What you are asked to do: Retype the material word for word.

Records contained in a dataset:
## START

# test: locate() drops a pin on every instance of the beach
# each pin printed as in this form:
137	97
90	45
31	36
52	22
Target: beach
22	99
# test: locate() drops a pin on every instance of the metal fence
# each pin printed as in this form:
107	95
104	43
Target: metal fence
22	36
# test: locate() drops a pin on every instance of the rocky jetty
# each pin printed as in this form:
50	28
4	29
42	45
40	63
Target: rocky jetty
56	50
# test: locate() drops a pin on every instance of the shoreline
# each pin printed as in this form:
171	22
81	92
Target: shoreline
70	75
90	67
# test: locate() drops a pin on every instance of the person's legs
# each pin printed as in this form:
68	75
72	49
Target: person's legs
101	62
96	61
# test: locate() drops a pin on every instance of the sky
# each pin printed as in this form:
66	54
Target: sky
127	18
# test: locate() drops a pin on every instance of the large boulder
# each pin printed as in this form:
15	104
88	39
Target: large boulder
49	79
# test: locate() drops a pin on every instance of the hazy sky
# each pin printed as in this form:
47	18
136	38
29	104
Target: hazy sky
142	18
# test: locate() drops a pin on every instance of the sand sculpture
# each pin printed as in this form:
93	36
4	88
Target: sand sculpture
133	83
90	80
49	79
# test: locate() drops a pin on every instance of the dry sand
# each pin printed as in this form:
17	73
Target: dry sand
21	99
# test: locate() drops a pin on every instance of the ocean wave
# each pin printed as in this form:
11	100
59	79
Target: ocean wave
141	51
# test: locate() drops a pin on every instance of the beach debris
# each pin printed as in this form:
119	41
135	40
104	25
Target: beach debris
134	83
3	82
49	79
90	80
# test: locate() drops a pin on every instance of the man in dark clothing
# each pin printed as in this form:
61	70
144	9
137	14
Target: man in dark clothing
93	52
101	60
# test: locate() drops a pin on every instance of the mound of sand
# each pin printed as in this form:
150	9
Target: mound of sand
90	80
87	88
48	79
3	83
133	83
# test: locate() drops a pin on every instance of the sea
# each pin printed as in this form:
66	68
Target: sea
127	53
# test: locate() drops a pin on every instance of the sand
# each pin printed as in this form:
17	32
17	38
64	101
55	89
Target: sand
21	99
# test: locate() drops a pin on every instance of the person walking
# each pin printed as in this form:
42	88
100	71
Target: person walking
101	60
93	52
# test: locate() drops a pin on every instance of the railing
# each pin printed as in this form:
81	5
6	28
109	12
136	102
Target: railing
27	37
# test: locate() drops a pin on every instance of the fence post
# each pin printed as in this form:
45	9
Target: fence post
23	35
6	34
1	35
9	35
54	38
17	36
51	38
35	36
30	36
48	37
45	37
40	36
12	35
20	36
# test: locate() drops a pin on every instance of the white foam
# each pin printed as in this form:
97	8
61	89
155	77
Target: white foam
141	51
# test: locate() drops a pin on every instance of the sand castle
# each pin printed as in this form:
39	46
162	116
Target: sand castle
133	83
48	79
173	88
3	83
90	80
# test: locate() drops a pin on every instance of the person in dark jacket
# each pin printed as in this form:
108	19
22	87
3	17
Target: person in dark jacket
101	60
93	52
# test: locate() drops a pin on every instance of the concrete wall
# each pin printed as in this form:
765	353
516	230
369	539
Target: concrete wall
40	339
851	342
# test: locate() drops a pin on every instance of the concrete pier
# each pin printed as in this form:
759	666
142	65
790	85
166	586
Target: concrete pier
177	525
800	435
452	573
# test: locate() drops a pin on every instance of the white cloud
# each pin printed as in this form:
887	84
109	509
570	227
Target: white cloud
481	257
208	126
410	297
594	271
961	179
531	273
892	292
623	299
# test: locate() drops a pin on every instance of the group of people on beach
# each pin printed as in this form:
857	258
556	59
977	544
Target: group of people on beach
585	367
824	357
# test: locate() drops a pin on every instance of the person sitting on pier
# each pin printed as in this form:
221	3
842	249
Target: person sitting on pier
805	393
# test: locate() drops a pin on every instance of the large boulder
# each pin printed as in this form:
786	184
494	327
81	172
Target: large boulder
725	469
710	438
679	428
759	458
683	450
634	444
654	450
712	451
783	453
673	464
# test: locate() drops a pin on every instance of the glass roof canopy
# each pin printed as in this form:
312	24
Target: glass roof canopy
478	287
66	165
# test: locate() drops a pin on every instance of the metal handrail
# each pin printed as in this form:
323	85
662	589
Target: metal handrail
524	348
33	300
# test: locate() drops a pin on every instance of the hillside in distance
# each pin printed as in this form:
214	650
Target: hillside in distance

## END

The reply:
# test: locate() drops a pin on every instance of the beach
# each pin printed as in this form:
137	97
90	45
31	36
52	22
Target: beach
22	99
# test: locate() drops a pin on every instance of the metal fence
# each pin printed as in this form:
107	95
104	43
Target: metal fence
22	36
# test: locate() drops a pin on every instance of the rocky jetty
# each pin printed as in this form:
50	28
4	29
42	45
40	63
Target: rocky jetty
56	50
# test: locate() drops a pin on every instance of the shoreline
# each pin printed as in this form:
171	22
81	92
Target: shoreline
70	75
90	67
# test: locate() drops a pin on every instance of the person's legs
# each pin printed as in this form:
68	75
72	49
Target: person's legs
101	62
96	61
# test: locate() drops a pin on every instance of the sky
# each pin printed as in this form:
66	54
Target: sky
127	18
# test: locate() drops a pin on every instance of the large boulder
# each pin printed as in this form:
15	104
88	39
Target: large boulder
49	79
# test: locate() drops a pin on every instance of the hazy sky
# each pin printed as in this form:
47	18
136	38
29	104
Target: hazy sky
142	18
# test: locate() drops a pin on every instance of the sand sculpture
# each pin printed as in this form:
93	36
4	88
Target: sand sculpture
133	83
90	80
49	79
# test: locate() drops a pin on every instance of the dry sand
# each pin printed as in this form:
17	73
Target: dry sand
21	99
# test: locate() drops a pin on every instance of the ocean wave
# each pin printed as in this form:
11	100
59	79
Target: ocean wave
141	51
# test: locate() drops a pin on every instance of the beach debris
# each pin printed as in this form:
119	41
135	40
104	25
Target: beach debris
134	83
3	82
49	79
90	80
# test: locate() drops a pin on every instance of the man in dark clothing
# each pin printed as in this form:
61	70
144	9
137	14
Target: man in dark clothing
93	52
101	60
# test: locate() drops a pin on every instance of the mound of sand
# each pin printed as in this form:
150	9
Target: mound of sand
90	80
87	88
48	79
3	83
133	83
# test: locate() drops a pin on every instance of the sea
# each pin printed as in this form:
66	68
Target: sea
127	53
# test: locate() drops a pin on every instance of the sand
# each pin printed as in this form:
17	32
17	38
64	101
55	89
Target: sand
21	99
# test: locate() drops a pin on every instance of the person walking
# each pin printed as in this form:
42	88
100	71
Target: person walking
101	60
93	52
# test: locate() drops a pin on every instance of the railing
# each pin printed as in this form:
81	5
6	28
109	12
136	102
Target: railing
27	37
# test: locate() drops a pin on every instance of the fence post
# each pin printed as in this form:
45	9
Target: fence post
23	35
6	34
1	35
9	35
54	38
17	36
51	38
35	36
30	36
48	37
45	37
40	36
12	35
20	36
# test: locate() drops a pin on every instance of the white foam
# each pin printed as in this form:
97	8
61	89
155	77
Target: white foam
141	51
# test: locate() drops a pin on every instance of the sand castle
# each pin printed as in this form:
39	46
162	116
Target: sand castle
133	83
48	79
173	88
3	83
90	80
# test: locate() drops a pin on every instance of the person in dark jacket
# each pin printed as in this form:
108	19
22	87
3	17
Target: person in dark jacket
101	60
93	52
# test: locate() drops a pin on every instance of the concrete wall
# each pin printed as in this form:
765	353
516	230
369	539
Target: concrete wall
40	339
851	342
# test: locate() drops a pin on every instance of the concrete pier
# each pin printed as in this form:
759	666
142	65
790	85
166	586
Target: concrete pier
177	525
800	435
452	573
# test: locate() drops a pin on every instance of the white cloud
# each pin printed as in this form:
887	84
109	509
570	227
Target: white cloud
481	257
208	126
410	297
594	271
961	179
531	273
892	292
623	299
# test: locate() drops a pin on every instance of the group of people on beach
# each pin printed as in this form:
857	258
556	59
977	544
Target: group of people on beach
585	367
824	357
# test: locate() drops a pin on every instance of the person sitting on pier
# each pin printed as in this form:
221	3
842	249
Target: person sitting on pier
805	393
# test: locate() drops a pin on every instance of the large boulder
# each pin printed as in this form:
786	184
494	327
81	172
Target: large boulder
725	469
710	438
679	428
759	458
683	450
634	444
654	450
712	451
783	453
673	464
# test: locate() drops a pin on every instance of the glass roof canopy
# each pin printed as in this form:
312	24
Target: glass roof canopy
478	287
66	165
# test: locate() drops a pin on every instance of the metal handrail
# each pin printed as in this form:
323	85
662	589
Target: metal handrail
524	348
33	300
# test: locate() drops a pin on every instance of the hillside in distance
# each pin printed as in this form:
214	650
Target: hillside in distance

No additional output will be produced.